Exercise passage

Published online Oct 1, 1995. doi: 10.3748/wjg.v1.i1.9
Revised: June 25, 1995
Accepted: August 20, 1995
Published online: October 1, 1995
AIM: To analyze the relationship between intestinal metaplasia (IM) and gastric cancer (GC).
METHODS: The expression of the Span-1 and Ypan-1 antigens in GC (n = 110) and IM (n = 343) specimens was examined using the ABC immunohistochemical technique.
RESULTS: The expression rates of Span-1 and Ypan-1 in well and moderately differentiated adenocarcinoma (85.4% and 70.0%, respectively), signet-ring cell carcinoma (80.0%, 88.7%) and mucinous adenocarcinoma (88.6%, 76.5%) were significantly higher than the rates in poorly differentiated adenocarcinoma (48.6%, 45.9%), whereas the difference between early GC (59.2%, 65.4%) and advanced GC (73.8%, 65.5%) was insignificant. For IM, the expression of Span-1 was significantly higher in dysplasia, IM with GC, and chronic atrophic gastritis than in chronic superficial gastritis. In contrast, the expression of Ypan-1 was significantly higher only in IM with dysplasia (65.5%) than in chronic superficial gastritis (39.3%). When IM was classified into types I, II and III, the expression of both antigens in type III (79.0%, 75.2%) was higher than in type I (42.3%, 45.5%) and type II (51.2%, 50.0%), which themselves were similar.

Entries provided
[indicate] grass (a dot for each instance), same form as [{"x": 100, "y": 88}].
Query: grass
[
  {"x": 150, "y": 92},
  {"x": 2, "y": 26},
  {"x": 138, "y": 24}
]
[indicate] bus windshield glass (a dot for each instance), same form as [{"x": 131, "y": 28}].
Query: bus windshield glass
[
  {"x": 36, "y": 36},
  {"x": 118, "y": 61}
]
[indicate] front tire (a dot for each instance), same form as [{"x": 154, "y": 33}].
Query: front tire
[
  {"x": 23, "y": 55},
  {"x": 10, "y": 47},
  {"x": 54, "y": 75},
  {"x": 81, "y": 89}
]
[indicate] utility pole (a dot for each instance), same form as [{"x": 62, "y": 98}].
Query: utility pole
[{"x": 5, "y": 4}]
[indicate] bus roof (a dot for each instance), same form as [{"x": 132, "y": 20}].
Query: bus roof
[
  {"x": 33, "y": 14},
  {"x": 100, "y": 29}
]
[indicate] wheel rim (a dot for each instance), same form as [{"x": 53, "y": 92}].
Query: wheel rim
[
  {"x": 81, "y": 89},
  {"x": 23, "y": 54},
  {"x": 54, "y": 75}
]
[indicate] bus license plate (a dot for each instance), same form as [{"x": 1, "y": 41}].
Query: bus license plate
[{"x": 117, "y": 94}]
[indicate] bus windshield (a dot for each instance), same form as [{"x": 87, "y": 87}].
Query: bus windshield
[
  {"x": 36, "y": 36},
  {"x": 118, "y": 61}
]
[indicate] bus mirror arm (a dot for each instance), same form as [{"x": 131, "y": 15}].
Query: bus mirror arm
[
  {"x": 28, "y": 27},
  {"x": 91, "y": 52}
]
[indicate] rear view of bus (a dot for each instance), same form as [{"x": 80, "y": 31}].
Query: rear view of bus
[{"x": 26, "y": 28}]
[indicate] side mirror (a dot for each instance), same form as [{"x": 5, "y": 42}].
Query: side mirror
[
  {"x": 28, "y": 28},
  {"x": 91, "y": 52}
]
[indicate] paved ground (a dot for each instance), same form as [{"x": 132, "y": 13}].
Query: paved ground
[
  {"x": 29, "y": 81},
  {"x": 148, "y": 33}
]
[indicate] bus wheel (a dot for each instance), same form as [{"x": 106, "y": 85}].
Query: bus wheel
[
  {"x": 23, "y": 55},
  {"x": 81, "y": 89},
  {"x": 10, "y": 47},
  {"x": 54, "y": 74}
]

Work task 1
According to the results in the gastric cancer abstract, for which histological types of gastric cancer are Span-1 and Ypan-1 expression rates reported? List every type.
Work task 2
According to the gastric cancer abstract, what technique was used to examine antigen expression in the specimens?
Work task 3
Pick up the gastric cancer abstract after its last sentence and keep writing.
The records were taken from a different source than the abstract.

Final answer 1
- Well and moderately differentiated adenocarcinoma
- Signet-ring cell carcinoma
- Mucinous adenocarcinoma
- Poorly differentiated adenocarcinoma

Final answer 2
The ABC immunohistochemical technique.

Final answer 3
CONCLUSION: Span-1 and Ypan-1 may be of value in detecting GC, even in the early stage, and type III IM should be considered precancerous.
- Citation: Fang DC, Liu WW. Expression of Span-21 and Ypan-21 in gastric cancer and subtypes of intestinal metaplasia. World J Gastroenterol 1995; 1(1): 9-12
- URL: https://www.wjgnet.com/1007-9327/full/v1/i1/9.htm
- DOI: https://dx.doi.org/10.3748/wjg.v1.i1.9
The relationship between intestinal metaplasia (IM) and gastric cancer (GC) is still an open question. Some[1,2] but not all[3] authors consider type III IM to be precancerous, as the columnar cells contain sulfomucin. We have previously shown that both GC and type III IM could be significantly stained by MG7, a monoclonal antibody highly specific for GC, which might prove to be a useful tumor marker for GC and its precursor cells[4]. Recently, two new tumor markers for pancreatic cancer, Span-1 and Ypan-1, have been found to be expressed in GC as well[5,6]. It is worthwhile to assess the expression of both Span-1 and Ypan-1 in GC and different types of IM so as to evaluate the usefulness of these monoclonal antibodies in the early diagnosis of GC and to clarify the relationship between IM and GC.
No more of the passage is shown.